Rewrite the records as a Markdown table with two columns, Row and Line, giving each non-blank line its own numbered row. Begin at the first line of the records and stop after the line that contains "x=178, y=206".

----- EXERCISE MATERIALS

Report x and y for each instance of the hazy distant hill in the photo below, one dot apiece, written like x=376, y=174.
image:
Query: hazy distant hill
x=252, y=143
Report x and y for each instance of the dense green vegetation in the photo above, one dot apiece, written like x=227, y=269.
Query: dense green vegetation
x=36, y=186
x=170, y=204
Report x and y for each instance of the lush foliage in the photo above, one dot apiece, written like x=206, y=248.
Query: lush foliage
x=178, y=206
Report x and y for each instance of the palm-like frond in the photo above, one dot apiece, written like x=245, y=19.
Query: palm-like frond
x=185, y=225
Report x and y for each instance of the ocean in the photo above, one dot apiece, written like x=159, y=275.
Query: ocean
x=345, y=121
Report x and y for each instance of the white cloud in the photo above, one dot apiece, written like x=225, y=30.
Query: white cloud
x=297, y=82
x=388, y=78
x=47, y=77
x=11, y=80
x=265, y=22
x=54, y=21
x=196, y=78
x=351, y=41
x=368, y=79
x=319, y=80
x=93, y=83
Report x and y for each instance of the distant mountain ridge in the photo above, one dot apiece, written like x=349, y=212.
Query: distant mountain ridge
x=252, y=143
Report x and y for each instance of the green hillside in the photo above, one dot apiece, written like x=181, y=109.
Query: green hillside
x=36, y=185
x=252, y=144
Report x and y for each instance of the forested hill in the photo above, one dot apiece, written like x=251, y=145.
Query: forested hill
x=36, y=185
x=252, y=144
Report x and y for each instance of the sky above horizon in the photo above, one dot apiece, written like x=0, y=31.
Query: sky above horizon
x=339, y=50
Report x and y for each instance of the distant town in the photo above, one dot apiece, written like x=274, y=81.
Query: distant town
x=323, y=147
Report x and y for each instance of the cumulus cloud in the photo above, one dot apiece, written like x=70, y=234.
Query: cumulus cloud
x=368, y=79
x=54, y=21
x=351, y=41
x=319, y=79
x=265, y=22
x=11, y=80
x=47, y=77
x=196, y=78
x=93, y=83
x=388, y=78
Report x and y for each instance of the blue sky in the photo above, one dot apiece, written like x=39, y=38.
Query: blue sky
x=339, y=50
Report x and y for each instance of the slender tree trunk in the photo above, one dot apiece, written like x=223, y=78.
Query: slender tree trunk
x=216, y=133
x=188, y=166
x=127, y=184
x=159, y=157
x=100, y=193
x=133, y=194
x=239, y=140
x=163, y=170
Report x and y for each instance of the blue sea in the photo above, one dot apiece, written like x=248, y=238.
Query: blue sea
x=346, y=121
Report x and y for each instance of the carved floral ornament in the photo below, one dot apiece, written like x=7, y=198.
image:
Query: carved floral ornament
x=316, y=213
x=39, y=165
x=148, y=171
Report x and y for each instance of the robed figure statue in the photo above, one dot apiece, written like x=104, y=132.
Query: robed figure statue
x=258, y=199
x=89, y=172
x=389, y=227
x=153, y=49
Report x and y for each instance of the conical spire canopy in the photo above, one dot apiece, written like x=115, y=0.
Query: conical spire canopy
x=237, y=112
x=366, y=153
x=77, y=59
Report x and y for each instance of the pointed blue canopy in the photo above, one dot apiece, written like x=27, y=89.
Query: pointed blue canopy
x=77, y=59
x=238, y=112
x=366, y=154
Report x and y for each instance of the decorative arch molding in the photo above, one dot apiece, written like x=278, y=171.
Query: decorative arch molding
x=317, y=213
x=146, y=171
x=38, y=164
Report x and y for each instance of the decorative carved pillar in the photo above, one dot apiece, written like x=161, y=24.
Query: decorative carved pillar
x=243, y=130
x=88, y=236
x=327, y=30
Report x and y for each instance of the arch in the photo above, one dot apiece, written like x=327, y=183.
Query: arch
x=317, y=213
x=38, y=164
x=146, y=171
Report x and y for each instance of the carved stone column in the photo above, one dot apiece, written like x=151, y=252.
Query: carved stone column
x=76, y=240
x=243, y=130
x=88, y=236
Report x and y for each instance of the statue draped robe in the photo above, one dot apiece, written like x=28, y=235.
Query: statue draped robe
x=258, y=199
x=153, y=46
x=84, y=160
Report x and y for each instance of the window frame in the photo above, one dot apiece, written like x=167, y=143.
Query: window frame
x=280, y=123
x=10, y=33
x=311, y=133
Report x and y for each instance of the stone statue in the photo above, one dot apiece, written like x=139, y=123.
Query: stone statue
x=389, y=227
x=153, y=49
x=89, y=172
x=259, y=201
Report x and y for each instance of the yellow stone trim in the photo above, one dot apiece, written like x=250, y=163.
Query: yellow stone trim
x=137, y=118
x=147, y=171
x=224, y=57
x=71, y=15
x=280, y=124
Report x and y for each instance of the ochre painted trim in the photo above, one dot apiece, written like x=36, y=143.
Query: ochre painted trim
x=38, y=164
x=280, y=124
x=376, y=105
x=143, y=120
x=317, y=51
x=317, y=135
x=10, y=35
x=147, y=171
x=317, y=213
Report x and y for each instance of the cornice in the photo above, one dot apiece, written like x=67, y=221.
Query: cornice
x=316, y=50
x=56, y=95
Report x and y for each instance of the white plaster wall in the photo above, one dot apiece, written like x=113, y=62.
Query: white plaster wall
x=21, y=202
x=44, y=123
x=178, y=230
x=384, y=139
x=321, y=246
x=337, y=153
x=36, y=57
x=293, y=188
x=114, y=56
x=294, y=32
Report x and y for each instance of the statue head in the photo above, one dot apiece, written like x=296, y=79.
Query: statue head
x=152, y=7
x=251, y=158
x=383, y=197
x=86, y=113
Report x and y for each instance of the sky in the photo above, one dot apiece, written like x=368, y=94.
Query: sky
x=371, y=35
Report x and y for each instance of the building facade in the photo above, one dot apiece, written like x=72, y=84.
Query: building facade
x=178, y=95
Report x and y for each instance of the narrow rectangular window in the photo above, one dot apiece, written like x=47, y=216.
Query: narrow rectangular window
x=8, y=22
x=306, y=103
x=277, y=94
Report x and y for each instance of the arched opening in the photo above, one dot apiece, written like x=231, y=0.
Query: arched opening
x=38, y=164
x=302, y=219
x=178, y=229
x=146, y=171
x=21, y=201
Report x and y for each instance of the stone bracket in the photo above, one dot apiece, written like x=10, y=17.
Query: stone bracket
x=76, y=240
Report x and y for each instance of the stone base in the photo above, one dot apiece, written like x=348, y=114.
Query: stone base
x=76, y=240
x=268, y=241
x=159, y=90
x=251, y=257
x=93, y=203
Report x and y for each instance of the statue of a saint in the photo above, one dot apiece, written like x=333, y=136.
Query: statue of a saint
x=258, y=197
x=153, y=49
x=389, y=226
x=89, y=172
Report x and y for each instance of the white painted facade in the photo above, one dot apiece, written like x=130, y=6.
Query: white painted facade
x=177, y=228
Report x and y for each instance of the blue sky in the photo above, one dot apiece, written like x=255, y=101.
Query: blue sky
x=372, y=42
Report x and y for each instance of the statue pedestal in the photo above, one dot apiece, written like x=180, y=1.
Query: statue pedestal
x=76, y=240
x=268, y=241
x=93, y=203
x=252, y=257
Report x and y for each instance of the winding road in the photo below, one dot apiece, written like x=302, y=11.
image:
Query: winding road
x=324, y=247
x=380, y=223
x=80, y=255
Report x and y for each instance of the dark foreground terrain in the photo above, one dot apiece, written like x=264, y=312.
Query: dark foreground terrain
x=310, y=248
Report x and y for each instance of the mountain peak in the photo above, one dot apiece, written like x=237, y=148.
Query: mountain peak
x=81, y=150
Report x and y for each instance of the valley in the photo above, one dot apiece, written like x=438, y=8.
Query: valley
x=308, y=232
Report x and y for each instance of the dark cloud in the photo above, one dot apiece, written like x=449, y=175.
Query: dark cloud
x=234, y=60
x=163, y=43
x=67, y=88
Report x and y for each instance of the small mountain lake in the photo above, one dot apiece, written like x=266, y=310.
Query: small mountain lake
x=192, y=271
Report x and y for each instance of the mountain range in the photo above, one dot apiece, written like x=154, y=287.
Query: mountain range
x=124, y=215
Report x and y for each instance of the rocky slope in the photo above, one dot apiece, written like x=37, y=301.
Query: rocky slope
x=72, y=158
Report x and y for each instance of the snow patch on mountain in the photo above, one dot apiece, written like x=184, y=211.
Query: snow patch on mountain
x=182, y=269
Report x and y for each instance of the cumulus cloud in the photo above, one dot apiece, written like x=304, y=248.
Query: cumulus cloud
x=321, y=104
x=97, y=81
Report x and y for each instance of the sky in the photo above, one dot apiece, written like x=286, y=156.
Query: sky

----------

## REPLY:
| Row | Line |
|---|---|
| 1 | Report x and y for each instance of the hazy distant hill in the photo below, one dot apiece, written like x=376, y=174. |
| 2 | image: |
| 3 | Query: hazy distant hill |
| 4 | x=252, y=143 |
| 5 | Report x and y for each instance of the dense green vegetation in the photo above, one dot apiece, written like x=227, y=269. |
| 6 | Query: dense green vegetation |
| 7 | x=36, y=186 |
| 8 | x=170, y=204 |
| 9 | Report x and y for each instance of the lush foliage in the photo above, one dot apiece, written like x=206, y=248. |
| 10 | Query: lush foliage |
| 11 | x=178, y=206 |